----- Data -----
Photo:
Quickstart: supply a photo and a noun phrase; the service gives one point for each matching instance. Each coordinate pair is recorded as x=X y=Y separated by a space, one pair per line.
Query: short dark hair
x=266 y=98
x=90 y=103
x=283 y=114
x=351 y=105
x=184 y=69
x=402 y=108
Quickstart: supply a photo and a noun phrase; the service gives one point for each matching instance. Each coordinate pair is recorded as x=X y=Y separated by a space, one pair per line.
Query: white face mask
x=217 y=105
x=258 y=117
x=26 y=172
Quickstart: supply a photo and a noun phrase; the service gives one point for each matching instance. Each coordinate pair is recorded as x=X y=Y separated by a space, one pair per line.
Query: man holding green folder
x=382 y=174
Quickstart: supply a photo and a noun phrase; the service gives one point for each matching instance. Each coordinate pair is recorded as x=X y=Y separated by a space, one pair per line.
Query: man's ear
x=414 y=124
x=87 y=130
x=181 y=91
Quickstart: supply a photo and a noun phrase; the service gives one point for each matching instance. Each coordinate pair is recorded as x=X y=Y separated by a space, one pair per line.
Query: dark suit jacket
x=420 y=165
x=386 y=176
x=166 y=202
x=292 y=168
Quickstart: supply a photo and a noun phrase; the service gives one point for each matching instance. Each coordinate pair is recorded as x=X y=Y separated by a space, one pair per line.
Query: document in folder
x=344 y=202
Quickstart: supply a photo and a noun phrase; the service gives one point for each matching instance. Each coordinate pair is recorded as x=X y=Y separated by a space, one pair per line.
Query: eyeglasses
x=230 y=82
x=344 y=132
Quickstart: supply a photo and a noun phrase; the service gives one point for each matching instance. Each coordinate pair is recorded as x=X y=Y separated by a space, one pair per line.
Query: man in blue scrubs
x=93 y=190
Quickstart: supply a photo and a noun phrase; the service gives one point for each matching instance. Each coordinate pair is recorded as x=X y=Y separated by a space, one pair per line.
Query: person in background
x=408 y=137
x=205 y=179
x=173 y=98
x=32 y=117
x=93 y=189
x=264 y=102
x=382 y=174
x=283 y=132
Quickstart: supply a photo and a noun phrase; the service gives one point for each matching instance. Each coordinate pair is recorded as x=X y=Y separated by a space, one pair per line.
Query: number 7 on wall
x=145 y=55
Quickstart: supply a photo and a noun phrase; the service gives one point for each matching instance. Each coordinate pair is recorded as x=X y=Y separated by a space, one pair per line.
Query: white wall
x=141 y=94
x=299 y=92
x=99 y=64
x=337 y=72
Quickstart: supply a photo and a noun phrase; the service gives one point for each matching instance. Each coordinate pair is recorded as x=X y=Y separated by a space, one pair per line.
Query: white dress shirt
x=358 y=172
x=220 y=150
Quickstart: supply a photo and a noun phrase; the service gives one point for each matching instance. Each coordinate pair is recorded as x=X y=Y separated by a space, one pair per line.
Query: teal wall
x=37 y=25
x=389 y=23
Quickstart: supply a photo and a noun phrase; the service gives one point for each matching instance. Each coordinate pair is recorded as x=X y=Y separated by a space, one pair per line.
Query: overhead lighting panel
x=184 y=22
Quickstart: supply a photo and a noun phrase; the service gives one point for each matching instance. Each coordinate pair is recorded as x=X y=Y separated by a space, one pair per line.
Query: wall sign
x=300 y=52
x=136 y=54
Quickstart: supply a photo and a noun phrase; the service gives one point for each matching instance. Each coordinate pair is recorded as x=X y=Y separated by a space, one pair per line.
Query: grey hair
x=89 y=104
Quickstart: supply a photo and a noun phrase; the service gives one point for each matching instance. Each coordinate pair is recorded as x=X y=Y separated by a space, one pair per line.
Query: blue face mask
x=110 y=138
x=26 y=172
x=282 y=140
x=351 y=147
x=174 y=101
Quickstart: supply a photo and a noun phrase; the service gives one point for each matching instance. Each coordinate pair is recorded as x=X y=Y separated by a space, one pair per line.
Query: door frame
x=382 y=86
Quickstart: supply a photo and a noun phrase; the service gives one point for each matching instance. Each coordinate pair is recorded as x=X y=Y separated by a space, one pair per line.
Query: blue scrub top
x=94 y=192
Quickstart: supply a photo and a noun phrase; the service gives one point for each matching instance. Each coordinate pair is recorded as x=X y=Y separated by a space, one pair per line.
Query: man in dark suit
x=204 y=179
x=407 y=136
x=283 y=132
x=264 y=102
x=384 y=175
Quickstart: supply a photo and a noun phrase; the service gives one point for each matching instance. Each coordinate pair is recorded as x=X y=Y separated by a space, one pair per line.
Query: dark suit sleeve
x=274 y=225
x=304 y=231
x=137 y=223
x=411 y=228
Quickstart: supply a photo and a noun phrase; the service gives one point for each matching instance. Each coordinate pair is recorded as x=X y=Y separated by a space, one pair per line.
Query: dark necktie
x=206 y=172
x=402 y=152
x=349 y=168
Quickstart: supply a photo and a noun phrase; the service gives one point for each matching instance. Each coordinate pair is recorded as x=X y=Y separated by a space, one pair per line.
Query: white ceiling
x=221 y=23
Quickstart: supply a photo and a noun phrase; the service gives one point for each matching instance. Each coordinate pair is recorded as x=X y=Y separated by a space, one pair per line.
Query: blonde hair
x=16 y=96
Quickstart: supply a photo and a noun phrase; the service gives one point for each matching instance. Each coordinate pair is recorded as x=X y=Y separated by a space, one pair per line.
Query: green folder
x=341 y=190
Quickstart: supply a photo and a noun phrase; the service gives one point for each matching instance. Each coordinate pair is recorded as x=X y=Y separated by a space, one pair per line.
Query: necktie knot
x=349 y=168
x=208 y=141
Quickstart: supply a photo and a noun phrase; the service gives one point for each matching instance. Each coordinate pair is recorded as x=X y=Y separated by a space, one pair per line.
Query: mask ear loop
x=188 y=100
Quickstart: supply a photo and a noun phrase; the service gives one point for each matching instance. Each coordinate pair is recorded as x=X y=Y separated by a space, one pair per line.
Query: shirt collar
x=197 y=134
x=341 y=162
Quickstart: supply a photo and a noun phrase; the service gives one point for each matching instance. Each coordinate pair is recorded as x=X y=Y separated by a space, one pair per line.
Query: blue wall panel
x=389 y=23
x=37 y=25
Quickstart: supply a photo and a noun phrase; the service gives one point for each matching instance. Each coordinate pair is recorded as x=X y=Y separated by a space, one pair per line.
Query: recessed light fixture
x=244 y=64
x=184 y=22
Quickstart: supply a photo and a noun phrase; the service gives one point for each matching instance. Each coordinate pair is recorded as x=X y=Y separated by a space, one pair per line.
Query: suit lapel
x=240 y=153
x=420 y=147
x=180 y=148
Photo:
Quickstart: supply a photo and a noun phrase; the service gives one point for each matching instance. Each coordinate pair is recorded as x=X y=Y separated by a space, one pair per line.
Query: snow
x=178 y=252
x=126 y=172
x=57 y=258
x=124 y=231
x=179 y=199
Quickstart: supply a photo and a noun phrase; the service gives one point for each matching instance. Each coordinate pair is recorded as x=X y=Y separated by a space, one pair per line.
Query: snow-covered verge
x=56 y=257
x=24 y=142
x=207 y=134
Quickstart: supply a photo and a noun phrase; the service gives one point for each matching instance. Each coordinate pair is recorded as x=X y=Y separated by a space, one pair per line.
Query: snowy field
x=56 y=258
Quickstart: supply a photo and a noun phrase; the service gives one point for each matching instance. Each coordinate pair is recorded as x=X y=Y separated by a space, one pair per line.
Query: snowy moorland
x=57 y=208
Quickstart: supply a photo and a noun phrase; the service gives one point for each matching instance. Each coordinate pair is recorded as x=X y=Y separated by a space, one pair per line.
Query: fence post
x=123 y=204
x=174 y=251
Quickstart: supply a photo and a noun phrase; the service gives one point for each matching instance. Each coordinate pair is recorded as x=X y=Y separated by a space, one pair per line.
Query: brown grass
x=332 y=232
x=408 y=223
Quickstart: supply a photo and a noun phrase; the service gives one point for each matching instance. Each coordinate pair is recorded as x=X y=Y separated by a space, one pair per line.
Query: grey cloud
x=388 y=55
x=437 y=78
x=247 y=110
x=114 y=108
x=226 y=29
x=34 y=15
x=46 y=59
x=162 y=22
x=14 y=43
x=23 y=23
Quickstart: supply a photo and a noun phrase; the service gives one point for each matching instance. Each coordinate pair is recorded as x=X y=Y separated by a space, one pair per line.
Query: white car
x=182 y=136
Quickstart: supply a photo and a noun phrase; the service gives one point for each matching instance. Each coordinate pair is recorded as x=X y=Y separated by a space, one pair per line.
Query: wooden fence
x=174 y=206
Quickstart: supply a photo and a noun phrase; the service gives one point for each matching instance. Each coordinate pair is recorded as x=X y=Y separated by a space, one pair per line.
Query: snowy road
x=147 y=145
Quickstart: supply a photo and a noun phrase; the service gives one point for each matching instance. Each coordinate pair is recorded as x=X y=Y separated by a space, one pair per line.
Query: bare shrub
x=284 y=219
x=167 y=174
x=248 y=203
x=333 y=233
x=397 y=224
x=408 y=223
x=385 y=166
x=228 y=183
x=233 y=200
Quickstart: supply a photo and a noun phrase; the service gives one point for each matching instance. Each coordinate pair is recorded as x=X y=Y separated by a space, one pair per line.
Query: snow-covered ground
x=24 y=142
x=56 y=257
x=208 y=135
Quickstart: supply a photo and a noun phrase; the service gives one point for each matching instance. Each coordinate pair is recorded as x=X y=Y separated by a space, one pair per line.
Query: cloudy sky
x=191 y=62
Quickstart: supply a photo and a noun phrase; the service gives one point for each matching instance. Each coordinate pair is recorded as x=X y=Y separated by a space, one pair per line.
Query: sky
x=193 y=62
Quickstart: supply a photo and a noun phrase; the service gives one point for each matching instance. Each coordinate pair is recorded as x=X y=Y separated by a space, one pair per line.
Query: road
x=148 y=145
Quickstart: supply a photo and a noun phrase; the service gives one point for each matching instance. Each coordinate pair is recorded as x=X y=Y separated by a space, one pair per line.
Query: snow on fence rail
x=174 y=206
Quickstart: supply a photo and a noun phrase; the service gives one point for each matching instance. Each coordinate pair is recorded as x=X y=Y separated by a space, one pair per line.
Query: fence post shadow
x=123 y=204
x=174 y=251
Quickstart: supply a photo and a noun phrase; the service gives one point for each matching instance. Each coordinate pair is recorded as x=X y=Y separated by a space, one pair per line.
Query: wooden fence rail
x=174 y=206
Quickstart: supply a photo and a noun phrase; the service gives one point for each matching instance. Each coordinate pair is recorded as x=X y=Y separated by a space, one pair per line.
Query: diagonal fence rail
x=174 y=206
-----
**Work instructions**
From the line that contains "Query: road" through the final line of the entries above, every line must be reproduced exactly and nothing more.

**Output**
Query: road
x=148 y=145
Quickstart: supply a photo and a noun phrase; the service gives one point for each matching instance. Each coordinate pair is recorded as x=X y=Y separated by a space, one pair per line.
Query: snow on fence rail
x=174 y=206
Quickstart: supply a photo and a noun phrase; the service gives one point for each matching instance. Each coordinate pair is recorded as x=X y=Y separated by a space, one pair per line.
Query: fence post shadow
x=123 y=204
x=174 y=251
Quickstart: supply a photo and a noun phrase; the service gives one point for each matching instance. Each coordinate pair is recorded as x=X y=Y separated by a space, one pair per line.
Query: wooden fence rail
x=174 y=206
Quickstart: supply a photo and a noun phrase; the service gives one point for each matching instance. Each coordinate pair is recorded as x=X y=Y separated by a space, one pair per line.
Query: diagonal fence rail
x=174 y=206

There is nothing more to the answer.